## Selected excerpt
>> START

Wolfgang, I would suggest converting your ProRes files to uncompress v210 AVI using ffmpeg. Vegas will read those files with full precision, and you could even use Vegas to recompress to XAVC Intra or Long to save space.

ffmpeg -i input_file.mov -vcodec v210 output_file.avi

Another option is to have the Shogun record to DNxHD MXF files, and use Catalyst Browse or Catalyst Prepare convert them to XAVC Intra or XAVC Long, which Vegas can read.

Both of those options will preserve Y' values up to 255, and maintain 10-bit precision. But you should check also that the GH4's HDMI port and the Shogun's recording are mapping levels the same way that the GH4's internal recording does.

In a pinch, ffmpeg can convert from ProRes to 8-bit h.264 with excellent quality. You won't miss the extra two bits. It's much higher quality than what you get when you try to read ProRes files directly in Vegas.

ffmpeg -i input_file.mov -vcodec libx264 -x264opts qp=14:ipratio=1:pbratio=1:keyint=30:colormatrix=bt709:colorprim=bt709 -pix_fmt yuv420p -acodec aac -strict -2 -b:a 320k output_file.mp4

If Panasonic ever gets around to adding V-Log L to the GH4 and they publish a spec for it, I'll create an IDT for it. I'm not holding my breath. There's already a published spec for V-Log, but that's different from V-Log L.

"If Panasonic ever gets around to adding V-Log L to the GH4 and they publish a spec for it, I'll create an IDT for it. I'm not holding my breath. There's already a published spec for V-Log, but that's different from V-Log L."

That will be great! Thank you for that. Let us hope that Panasonic delivers the v-log l in an upcoming firmware update.

For the other points - sure, I could also convert the ProRes to v210, I know that Vegas will read that in 10bit. Would result in huge files and be a two step conversion again to XAVC - even if XAVC would be great since it can also have 10bit - but I have not found any converter yet that can do that from ProRes.

>> END

## Items

>> START

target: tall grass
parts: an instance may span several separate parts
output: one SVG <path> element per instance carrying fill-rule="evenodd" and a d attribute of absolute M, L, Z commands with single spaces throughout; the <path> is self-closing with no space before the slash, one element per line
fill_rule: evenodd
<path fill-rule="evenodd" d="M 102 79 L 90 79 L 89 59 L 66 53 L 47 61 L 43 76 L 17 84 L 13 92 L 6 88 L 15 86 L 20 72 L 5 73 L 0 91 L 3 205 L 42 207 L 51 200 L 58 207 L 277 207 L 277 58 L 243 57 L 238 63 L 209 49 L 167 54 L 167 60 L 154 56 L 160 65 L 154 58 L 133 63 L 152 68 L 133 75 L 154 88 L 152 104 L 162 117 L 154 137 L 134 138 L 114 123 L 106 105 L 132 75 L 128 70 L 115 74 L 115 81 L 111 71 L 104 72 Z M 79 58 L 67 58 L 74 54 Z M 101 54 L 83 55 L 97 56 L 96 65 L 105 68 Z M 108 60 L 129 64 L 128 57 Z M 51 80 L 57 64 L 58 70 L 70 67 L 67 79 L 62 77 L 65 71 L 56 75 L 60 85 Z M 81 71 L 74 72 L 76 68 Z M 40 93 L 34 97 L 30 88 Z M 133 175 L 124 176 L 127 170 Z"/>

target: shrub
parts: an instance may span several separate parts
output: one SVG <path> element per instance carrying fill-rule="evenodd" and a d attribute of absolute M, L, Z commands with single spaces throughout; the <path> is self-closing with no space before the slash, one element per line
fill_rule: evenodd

>> END

## Required task
Pick up the forum thread on converting ProRes footage for Vegas right after its last sentence, and keep going in the same voice.

## Right answer
The Shogun can record to DNxHR files (not HD for UHD) - but as far as I seen that is not decoded as 10bit in Vegas but in 8bit only. And maybe I am wrong, but I think that the Prepare is not able to import DNxHR too. I have to check that again.

Well I would not like to go back to an 8bit codec. The Cineform is not a bad choice since it is implemented in Vegas native - the only drawback is that you have to limit yourself during shooting to 16..235.

Thank you for the ideas.

Maybe another idea could help - must check that too: convert to v210 and - if that can be imported in the Prepare - convert that to XAVC. Is also a two step process. I think it is a pitty that SCS has restricted the import formats of the Prepare as we have it now.... ;(

Catalyst Prepare can read DNxHD MXF files and convert to XAVC.

But the Prepare cannot import the UHD DNxHR files from the Shogun - unfortunately not. I would like if that would be possible, really. But I have tested it and it does not work.That are mov-Files, and renaming them to .mxf does not help either.

I did not realize that the Shogun can't put DNxHD or DNxHR in an MXF file. Too bad. You can try some of my other suggestions. Uncompressed V210 AVI files are of course huge, but if you can fit them on an SSD, processing time won't be too long and you can convert to XAVC with Vegas or with Catalyst. ffmpeg's conversion from ProRes to V210 AVI is lossless.

And really, if you just want to get into the ACES workflow and see how it is supposed to work, don't sweat over 2 bits. Use the camera's 8-bit recordings, or convert from ProRes to 8 bit .MP4, and be happy. I seriously think you will not notice the difference between 10-bit and ffmpeg's conversion from Prores to 8-bit .MP4, especially for video from the GH4, which is not HDR and does not have any log color space. The GH4's shadow noise is more of a limiting factor than 8-bit shadow precision is.

If you have some fear of 8-bit video looking bad because of the way MOV files look in Vegas, that is not 8 bits. It's worse than 8 bits, because Quicktime for Windows does a very poor job of decoding and transforming the video to RGB. It must be truncating the Y'CbCr video to 8 bits, and then doing a conversion to RGB using 8-bit integer math, or worse. Vegas itself does a much better job handling the 8-bit formats that it reads natively, such as MP4 and MTS. Vegas is doing its transformations using 32-bit floating point math. There is no loss of precision. fmpeg converts from 10-bit to 8-bit by keeping the video in Y'CbCr and dithering, so it's a very high quality conversion.

If you want to use the GH4's internal recordings in Vegas, don't use MOV files. Shoot in MP4, or use ffmpeg to remux from MOV to MP4. Quicktime for Windows, besides having terrible precision, adds a gamma shift to the video. That will totally screw up the transformation to ACES.

" I seriously think you will not notice the difference between 10-bit and ffmpeg's conversion from Prores to 8-bit ."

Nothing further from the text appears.